* **THE EXERCISE**
Can you quote the entries from the line containing "Accessibility mode: describe the location of the car shadow" through the line containing "[206,205,464,312]", character for character?

* **RECORDS TO PROCESS**
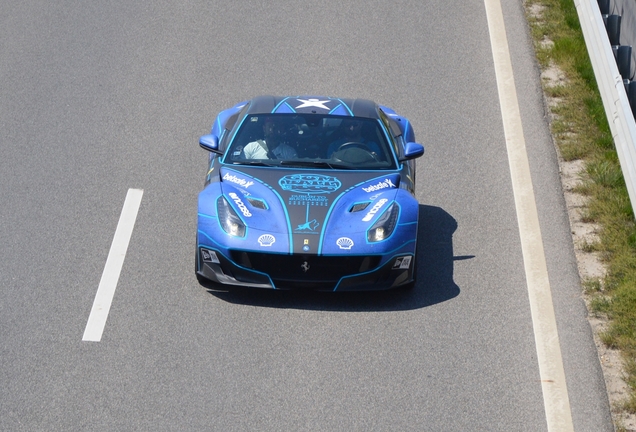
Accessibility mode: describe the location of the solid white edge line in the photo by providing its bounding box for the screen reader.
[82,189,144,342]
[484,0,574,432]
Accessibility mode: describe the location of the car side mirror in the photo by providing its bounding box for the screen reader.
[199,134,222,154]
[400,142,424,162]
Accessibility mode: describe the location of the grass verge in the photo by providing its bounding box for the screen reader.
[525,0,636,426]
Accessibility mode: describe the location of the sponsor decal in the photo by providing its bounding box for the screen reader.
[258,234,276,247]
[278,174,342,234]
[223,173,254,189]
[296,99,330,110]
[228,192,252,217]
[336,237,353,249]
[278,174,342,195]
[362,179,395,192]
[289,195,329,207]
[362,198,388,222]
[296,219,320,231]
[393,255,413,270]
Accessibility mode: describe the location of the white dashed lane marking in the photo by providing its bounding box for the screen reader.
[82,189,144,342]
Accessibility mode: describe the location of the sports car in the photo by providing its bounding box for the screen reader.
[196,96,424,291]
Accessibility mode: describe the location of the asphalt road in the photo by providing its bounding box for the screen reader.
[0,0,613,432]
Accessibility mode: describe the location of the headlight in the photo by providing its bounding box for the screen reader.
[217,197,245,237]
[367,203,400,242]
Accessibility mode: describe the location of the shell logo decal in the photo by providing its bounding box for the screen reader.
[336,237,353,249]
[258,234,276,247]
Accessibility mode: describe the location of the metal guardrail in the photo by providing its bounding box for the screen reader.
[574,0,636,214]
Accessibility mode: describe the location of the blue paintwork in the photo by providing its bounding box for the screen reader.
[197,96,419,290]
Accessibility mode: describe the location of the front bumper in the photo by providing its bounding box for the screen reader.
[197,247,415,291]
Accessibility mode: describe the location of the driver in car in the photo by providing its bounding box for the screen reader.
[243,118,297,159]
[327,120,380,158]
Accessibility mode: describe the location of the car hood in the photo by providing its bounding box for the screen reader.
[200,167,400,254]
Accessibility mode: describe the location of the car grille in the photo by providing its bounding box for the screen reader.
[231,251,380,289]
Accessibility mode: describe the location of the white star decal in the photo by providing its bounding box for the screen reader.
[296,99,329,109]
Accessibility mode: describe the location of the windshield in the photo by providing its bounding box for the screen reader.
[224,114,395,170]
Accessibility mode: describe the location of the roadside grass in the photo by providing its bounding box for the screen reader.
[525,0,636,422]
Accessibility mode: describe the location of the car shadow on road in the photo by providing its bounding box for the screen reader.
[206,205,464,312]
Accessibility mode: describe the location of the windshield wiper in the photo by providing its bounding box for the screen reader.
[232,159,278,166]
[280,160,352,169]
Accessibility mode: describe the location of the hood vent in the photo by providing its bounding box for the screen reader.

* **SOLVED PROBLEM**
Accessibility mode: describe the location of the car shadow on road in the photo by providing its bounding box for the screen reader.
[206,205,464,312]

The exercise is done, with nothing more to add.